In [38]:
from __future__ import print_function

from pyspark import SQLContext
import pyspark.sql.functions as sql
import pyspark.sql.types as types

In [39]:
sqlContext = SQLContext(sc)

Loading Data

The datasets below are on local disk and are in some scratch directories. Final datasets will be in HDFS


In [40]:
idigbio_full = sqlContext.read.parquet("../2016spr/data/idigbio/occurrence.txt.parquet")
bhl_full = sqlContext.read.parquet("../guoda-datasets/BHL/data/bhl-20160516.parquet")

In [41]:
# This replaces the datasets with ones that are a small subset
#bhl = bhl_full.sample(fraction=0.01, withReplacement=False)
#idigbio = idigbio_full.sample(fraction=0.001, withReplacement=False)

bhl = sqlContext.createDataFrame(bhl_full.head(100))
idigbio = sqlContext.createDataFrame(idigbio_full.head(10000))
bhl.cache()
idigbio.cache()
print("defined")


defined

Building a list of IDs

From iDigBio data, make a list of unique identifiers to try to find in BHL. While there are lots of identifiers in fields, we're going to guess that the Darwin Core catalogNumber field would be the most likely to be found so only that field will be used to start. Later, other fields could be examined.

Named-object pointing data:
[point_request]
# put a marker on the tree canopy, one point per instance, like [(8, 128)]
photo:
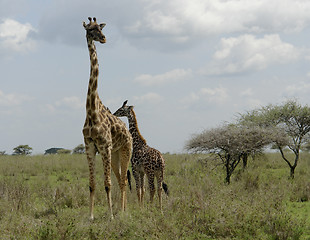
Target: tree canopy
[(22, 150), (232, 143), (290, 118)]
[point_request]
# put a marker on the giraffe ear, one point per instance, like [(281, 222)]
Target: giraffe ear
[(124, 104), (101, 25)]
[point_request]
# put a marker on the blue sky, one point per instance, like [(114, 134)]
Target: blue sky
[(184, 65)]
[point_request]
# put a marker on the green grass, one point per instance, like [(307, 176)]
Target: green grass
[(47, 197)]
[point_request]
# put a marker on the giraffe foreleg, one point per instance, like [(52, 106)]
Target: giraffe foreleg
[(151, 186), (125, 153), (160, 188), (91, 154), (136, 176), (142, 187), (106, 160)]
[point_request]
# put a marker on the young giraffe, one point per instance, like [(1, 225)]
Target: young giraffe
[(103, 132), (145, 160)]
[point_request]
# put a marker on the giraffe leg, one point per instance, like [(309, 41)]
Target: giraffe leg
[(125, 155), (142, 187), (159, 189), (151, 186), (106, 159), (91, 154), (137, 180), (115, 163)]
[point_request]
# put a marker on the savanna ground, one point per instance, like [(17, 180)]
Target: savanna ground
[(47, 197)]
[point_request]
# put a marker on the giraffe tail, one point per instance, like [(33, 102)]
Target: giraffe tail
[(129, 178), (165, 187)]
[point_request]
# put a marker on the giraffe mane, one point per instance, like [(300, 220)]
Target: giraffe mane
[(136, 123)]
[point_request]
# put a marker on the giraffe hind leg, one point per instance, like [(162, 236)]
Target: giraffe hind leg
[(91, 154), (125, 155), (105, 152)]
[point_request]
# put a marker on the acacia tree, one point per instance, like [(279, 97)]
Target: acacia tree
[(292, 119), (22, 150), (231, 143)]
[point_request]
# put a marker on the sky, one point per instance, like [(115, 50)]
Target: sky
[(186, 65)]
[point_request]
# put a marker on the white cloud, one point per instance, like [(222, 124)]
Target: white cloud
[(297, 88), (160, 79), (217, 95), (15, 36), (70, 102), (172, 24), (201, 18), (149, 98), (12, 99), (247, 92), (247, 53)]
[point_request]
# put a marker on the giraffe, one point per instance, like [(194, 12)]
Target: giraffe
[(103, 132), (145, 160)]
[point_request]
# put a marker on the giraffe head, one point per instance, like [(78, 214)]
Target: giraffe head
[(123, 111), (93, 30)]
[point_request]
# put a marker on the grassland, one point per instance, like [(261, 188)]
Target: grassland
[(46, 197)]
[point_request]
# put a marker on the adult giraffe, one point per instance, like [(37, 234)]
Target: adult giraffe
[(103, 132)]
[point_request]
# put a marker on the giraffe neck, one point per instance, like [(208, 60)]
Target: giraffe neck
[(92, 102), (134, 130)]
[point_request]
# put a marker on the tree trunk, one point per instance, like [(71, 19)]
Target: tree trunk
[(228, 171), (292, 172), (245, 160)]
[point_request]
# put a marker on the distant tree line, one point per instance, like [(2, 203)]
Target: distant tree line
[(27, 150), (283, 127)]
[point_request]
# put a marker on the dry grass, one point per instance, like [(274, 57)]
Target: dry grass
[(46, 197)]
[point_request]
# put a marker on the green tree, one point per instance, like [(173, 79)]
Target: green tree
[(292, 119), (63, 151), (231, 144), (79, 149), (22, 150)]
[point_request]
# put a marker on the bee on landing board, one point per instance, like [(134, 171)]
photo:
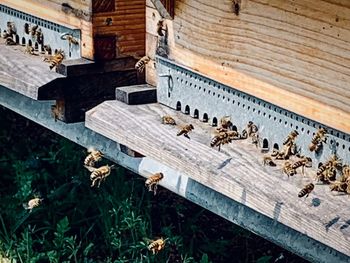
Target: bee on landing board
[(303, 162), (93, 157), (32, 203), (267, 160), (306, 190), (99, 174), (157, 245), (185, 130), (223, 138), (168, 120), (318, 140), (140, 65), (152, 182)]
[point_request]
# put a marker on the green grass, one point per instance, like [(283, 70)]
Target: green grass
[(113, 223)]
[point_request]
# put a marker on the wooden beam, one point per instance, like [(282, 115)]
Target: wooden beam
[(236, 172)]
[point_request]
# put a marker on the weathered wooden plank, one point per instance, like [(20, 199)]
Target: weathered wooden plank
[(294, 54), (23, 73), (236, 171)]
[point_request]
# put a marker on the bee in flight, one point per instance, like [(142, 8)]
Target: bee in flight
[(152, 182), (93, 157), (306, 190), (99, 174), (156, 245), (140, 65), (318, 140), (32, 203), (267, 160), (185, 130), (168, 120)]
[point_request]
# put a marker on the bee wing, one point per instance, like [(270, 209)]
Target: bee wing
[(91, 169)]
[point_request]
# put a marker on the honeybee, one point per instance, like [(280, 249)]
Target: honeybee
[(10, 42), (140, 65), (291, 137), (11, 28), (168, 120), (157, 245), (223, 138), (99, 174), (340, 187), (303, 162), (327, 171), (93, 157), (306, 190), (70, 39), (39, 36), (267, 160), (288, 170), (318, 140), (160, 27), (29, 50), (249, 130), (32, 203), (56, 59), (152, 182), (185, 130), (33, 30), (236, 6), (225, 124)]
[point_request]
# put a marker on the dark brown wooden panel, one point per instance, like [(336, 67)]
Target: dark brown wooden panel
[(101, 6), (105, 47)]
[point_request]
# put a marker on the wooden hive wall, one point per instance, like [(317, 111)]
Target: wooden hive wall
[(127, 25), (295, 54), (79, 17)]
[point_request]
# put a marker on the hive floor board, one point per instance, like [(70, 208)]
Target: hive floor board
[(236, 171), (22, 72)]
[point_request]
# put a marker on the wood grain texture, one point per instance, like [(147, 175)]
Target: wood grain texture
[(236, 171), (23, 73), (294, 54), (127, 23)]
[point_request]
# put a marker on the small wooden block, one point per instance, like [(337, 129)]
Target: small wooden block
[(137, 94)]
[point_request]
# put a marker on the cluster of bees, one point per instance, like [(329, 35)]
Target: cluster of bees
[(36, 34), (100, 174), (290, 153)]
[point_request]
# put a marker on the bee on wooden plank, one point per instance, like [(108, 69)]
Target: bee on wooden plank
[(327, 171), (318, 140), (30, 50), (168, 120), (303, 162), (69, 37), (140, 65), (55, 60), (267, 160), (160, 28), (340, 187), (306, 190), (152, 182), (157, 245), (288, 170), (10, 42), (32, 203), (93, 157), (99, 174), (236, 6), (223, 138), (291, 137), (185, 130)]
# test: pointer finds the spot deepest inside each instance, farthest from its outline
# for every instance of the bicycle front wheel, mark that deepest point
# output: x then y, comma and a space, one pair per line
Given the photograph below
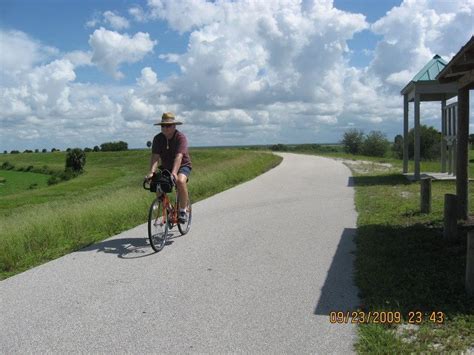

# INSTRUCTIONS
a: Translate this sentence from the iDigBio and BHL notebook into Spanish: "From iDigBio data, make a list of unique identifiers to try to find in BHL."
b: Carry the iDigBio and BHL notebook on from its final sentence.

# ANSWERS IN ORDER
a: A partir de los datos de iDigBio, haz una lista de identificadores únicos para intentar encontrarlos en BHL.

b:
In [42]:
idigbio.registerTempTable("idbtable")
# Demonstrate using SQL syntax for working with Spark dataframes
ids = sqlContext.sql("""
                       SELECT
                        `http://rs.tdwg.org/dwc/terms/occurrenceID` as id
                       FROM idbtable WHERE 
                        `http://rs.tdwg.org/dwc/terms/occurrenceID` != ''
                       GROUP BY
                        `http://rs.tdwg.org/dwc/terms/occurrenceID`
                    """)

In [43]:
# This triggers running the group by and takes a few seconds
print(ids.count())


9872

Search for those IDs

With the list of ids, go find them in BHL OCR text. Final data structure should be a list of IDs with the added column containing a list of item IDs where the iDigBio id is found and perhaps a column for the count of the items IDs in the list which is probably what we'll end up sorting on.

The naive approach would be to take each document and check it for each id in turn. That would be about:


In [44]:
print(8000000*180000/1000000/60/60)


400

hours of work asuming we could perform 1M searches per seond. Instead, let's make a list of unique words in BHL which items those words come from. Then we can join that list to the list of catalog numbers and use aggregate functions to have our answer.

Tokenizing BHL into words

To do that, first we need to tokenize each document and for that we need a tokenizer. We'll just use spliting on whitespace as something simple.

This builds a list of word & item ID combinations


In [45]:
def unicode_split(s):
    if s is not None:
        return s.split()
    else:
        return []
unicode_split_udf = sql.udf(unicode_split, types.ArrayType(types.StringType()))

words = bhl.select(sql.explode(unicode_split_udf(bhl.ocrtext)).alias('word'), bhl.itemid)

In [46]:
print(words.head(20))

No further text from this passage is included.